Dataset records
───

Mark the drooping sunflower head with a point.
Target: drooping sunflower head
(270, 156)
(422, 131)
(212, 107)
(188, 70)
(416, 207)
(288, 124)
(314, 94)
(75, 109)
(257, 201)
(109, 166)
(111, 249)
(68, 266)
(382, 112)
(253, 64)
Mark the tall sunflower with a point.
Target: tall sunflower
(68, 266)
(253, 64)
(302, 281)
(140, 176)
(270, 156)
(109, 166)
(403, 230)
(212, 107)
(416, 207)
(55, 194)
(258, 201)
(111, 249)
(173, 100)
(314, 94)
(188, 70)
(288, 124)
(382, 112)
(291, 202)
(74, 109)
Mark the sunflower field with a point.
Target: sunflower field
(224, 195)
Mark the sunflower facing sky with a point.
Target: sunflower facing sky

───

- How to complete this task
Pull every line containing "with" from the data.

- Response box
Mark the drooping sunflower head with a point.
Mark the tall sunflower with a point.
Mark the sunflower field with a point.
Mark the sunflower facing sky with a point.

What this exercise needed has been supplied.